━━━ DATA EXCERPTS ━━━

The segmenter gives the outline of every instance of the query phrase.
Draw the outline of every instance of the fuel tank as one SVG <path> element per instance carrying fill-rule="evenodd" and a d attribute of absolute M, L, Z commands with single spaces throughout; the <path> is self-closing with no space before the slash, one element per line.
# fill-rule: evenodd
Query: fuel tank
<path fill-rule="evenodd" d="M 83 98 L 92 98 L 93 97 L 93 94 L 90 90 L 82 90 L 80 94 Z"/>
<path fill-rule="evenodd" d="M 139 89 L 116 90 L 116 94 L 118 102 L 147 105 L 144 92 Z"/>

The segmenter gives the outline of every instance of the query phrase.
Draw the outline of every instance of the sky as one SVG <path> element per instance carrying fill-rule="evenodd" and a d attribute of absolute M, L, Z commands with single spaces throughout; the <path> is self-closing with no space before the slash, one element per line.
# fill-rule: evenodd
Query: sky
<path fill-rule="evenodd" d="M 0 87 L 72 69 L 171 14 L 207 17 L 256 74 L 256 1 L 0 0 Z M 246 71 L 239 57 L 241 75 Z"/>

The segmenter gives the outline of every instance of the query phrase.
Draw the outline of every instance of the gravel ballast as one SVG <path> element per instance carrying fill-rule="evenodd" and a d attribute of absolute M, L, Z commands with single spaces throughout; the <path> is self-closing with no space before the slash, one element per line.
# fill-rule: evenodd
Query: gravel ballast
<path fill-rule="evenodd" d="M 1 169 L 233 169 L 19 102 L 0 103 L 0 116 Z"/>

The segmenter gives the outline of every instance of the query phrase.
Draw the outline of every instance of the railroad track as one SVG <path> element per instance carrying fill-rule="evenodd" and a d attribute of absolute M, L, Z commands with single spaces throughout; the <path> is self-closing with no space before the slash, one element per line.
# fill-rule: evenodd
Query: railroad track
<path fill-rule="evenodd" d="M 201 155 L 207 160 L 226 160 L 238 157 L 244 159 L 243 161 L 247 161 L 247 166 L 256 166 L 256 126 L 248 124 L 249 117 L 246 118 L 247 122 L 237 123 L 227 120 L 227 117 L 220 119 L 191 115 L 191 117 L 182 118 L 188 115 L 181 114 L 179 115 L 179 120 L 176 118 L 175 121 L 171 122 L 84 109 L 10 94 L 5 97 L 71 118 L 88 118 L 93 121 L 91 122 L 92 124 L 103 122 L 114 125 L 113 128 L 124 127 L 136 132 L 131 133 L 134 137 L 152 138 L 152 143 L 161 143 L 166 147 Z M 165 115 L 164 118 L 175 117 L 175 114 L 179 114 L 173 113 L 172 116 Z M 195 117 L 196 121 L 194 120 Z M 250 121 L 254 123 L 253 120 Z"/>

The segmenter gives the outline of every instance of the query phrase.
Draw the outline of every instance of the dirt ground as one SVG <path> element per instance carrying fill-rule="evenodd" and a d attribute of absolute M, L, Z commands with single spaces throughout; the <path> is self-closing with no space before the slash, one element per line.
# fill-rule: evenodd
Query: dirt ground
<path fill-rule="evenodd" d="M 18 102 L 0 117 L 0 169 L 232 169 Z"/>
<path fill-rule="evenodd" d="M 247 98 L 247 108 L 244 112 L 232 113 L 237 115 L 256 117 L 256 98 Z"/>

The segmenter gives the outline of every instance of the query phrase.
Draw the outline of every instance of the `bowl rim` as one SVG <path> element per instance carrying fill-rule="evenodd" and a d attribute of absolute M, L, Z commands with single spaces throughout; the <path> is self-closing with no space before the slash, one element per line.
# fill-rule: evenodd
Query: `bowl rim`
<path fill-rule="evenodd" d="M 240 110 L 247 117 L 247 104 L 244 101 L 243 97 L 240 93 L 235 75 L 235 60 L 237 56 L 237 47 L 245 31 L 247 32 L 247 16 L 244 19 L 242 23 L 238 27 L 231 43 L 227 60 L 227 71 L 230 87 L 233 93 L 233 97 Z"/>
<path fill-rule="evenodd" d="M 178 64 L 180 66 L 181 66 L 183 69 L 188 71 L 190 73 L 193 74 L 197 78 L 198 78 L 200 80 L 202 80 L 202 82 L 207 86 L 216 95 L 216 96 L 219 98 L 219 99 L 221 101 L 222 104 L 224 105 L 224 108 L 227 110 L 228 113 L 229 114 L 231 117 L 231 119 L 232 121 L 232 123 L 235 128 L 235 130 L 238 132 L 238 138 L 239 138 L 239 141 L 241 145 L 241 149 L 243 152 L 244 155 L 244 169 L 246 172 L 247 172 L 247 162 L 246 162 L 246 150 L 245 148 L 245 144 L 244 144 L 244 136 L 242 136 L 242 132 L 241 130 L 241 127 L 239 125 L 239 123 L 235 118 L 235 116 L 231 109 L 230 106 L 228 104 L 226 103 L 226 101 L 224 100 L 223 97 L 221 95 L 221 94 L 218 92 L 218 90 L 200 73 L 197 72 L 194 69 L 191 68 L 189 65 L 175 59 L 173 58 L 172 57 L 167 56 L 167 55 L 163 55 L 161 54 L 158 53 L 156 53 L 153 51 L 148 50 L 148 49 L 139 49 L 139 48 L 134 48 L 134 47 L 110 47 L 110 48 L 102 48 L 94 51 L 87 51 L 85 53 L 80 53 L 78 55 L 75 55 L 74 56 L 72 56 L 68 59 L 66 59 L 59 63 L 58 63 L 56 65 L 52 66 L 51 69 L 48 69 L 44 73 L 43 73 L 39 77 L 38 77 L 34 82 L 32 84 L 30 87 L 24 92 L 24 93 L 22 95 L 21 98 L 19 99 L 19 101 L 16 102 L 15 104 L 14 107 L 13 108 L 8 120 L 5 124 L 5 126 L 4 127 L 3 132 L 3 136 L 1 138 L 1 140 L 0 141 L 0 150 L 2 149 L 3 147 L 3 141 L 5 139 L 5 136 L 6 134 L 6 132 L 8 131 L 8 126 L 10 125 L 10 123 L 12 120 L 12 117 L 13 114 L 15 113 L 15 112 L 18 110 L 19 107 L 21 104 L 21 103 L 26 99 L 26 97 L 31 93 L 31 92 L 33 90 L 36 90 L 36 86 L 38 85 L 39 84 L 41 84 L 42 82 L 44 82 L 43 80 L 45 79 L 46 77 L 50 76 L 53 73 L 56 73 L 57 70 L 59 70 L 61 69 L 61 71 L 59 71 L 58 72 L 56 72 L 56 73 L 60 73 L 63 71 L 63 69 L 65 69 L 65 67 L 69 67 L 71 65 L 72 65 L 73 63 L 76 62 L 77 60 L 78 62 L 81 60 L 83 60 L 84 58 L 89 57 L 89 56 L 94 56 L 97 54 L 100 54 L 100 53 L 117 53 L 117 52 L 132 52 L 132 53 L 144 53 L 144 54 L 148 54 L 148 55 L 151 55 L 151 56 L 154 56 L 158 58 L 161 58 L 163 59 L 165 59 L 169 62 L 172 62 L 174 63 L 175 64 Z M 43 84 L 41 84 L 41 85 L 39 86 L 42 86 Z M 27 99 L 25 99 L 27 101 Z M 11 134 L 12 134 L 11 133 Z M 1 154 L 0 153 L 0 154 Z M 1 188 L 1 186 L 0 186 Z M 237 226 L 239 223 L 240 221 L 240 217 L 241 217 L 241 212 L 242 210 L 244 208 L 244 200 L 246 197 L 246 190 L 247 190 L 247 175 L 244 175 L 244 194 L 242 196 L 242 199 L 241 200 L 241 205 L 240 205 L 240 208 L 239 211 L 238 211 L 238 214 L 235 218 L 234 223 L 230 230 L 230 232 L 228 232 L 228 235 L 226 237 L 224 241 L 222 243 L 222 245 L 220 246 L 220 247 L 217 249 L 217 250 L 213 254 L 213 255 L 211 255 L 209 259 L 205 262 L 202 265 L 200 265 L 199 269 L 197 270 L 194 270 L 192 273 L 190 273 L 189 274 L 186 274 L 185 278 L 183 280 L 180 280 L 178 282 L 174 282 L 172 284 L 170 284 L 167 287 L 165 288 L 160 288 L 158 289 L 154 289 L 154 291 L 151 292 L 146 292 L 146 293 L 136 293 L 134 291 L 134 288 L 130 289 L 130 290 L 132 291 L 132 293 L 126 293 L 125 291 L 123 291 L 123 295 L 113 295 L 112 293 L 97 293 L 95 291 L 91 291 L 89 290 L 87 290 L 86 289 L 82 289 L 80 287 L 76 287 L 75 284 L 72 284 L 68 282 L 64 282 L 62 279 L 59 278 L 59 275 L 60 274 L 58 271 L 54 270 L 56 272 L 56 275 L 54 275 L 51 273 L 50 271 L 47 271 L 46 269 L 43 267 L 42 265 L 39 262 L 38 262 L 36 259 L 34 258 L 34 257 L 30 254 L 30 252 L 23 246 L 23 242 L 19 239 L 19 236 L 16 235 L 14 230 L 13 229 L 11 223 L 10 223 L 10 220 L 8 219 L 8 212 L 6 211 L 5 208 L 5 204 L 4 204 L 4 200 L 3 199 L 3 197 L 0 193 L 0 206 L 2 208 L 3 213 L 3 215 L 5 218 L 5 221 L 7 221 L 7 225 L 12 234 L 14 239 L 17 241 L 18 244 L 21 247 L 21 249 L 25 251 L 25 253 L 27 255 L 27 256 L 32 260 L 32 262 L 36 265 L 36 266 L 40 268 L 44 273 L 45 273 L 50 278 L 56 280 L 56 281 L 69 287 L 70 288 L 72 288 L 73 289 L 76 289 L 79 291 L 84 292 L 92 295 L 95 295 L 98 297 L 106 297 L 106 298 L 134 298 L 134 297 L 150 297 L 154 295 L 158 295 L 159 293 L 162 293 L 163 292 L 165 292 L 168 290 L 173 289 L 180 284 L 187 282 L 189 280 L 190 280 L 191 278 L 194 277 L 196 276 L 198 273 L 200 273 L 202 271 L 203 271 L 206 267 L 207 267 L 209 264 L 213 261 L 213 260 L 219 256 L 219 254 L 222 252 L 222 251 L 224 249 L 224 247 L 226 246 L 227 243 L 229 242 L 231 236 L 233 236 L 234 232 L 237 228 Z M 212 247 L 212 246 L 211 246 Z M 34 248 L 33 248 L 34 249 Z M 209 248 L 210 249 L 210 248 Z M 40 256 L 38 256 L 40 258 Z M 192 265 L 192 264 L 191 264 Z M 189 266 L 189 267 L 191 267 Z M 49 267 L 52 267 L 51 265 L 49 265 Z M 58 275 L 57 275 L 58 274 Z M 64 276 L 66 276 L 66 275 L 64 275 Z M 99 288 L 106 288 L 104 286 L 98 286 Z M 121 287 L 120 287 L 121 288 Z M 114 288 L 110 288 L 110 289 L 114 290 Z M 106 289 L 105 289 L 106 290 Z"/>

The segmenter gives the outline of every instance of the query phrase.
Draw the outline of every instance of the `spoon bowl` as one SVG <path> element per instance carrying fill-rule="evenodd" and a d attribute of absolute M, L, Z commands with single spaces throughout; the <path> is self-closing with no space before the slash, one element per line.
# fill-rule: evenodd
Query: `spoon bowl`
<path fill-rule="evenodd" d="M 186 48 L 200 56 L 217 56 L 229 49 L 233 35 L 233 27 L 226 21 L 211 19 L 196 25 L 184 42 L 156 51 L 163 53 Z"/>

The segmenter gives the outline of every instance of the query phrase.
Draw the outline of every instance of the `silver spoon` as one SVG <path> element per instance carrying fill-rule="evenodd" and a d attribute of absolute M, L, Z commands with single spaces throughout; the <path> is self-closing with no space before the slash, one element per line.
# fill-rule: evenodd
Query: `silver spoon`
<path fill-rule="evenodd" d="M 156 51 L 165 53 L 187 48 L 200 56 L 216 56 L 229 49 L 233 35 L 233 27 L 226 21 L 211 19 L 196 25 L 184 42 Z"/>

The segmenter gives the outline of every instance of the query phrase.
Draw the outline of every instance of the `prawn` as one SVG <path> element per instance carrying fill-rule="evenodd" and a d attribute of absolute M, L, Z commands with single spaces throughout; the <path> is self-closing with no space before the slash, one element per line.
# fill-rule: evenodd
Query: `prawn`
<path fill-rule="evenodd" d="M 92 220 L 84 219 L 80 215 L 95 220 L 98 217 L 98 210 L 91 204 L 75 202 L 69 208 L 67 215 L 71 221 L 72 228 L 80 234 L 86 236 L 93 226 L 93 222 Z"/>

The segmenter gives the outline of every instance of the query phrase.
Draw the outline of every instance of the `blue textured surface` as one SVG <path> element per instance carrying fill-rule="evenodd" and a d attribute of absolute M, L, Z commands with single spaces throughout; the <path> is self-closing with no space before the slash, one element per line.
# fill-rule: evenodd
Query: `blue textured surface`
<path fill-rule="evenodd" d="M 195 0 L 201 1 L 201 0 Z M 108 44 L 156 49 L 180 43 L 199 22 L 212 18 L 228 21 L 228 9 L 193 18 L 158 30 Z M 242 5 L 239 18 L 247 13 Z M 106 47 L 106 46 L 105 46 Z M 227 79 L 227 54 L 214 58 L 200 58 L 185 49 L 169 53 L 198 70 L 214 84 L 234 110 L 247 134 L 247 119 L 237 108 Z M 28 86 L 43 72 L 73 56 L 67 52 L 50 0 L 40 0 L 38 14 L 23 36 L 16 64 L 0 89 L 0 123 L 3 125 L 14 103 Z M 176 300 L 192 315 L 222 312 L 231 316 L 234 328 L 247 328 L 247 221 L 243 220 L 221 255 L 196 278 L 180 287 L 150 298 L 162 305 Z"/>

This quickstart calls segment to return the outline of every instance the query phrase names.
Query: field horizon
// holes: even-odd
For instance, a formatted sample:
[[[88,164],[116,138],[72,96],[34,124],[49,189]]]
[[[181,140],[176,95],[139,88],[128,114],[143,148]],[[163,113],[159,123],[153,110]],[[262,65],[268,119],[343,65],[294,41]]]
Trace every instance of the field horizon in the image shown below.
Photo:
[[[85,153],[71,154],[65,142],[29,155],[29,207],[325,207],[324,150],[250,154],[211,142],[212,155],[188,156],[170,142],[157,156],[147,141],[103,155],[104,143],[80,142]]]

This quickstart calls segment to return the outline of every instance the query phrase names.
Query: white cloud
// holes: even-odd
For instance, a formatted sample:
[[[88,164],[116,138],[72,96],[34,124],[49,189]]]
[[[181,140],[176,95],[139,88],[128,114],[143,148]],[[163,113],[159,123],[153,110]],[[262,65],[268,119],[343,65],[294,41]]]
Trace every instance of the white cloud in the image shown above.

━━━

THE REQUEST —
Lay out as a numbered list every line from the start of the listing up to and including the line that contains "139 89 L 116", omitting any blank lines.

THE ANSWER —
1. The segmenter gives the outline of every instance of the query phrase.
2. Draw the outline of every instance of the fuel tank as one SVG <path> element per instance carrying fill-rule="evenodd" and a d attribute of absolute M, L, Z commands with single spaces throughout; the <path> is self-closing with no space before the slash, one element per line.
3. # fill-rule: evenodd
4. Query: fuel tank
5. <path fill-rule="evenodd" d="M 83 98 L 92 98 L 93 97 L 93 94 L 90 90 L 82 90 L 80 94 Z"/>
6. <path fill-rule="evenodd" d="M 139 89 L 116 90 L 116 94 L 118 102 L 147 105 L 144 92 Z"/>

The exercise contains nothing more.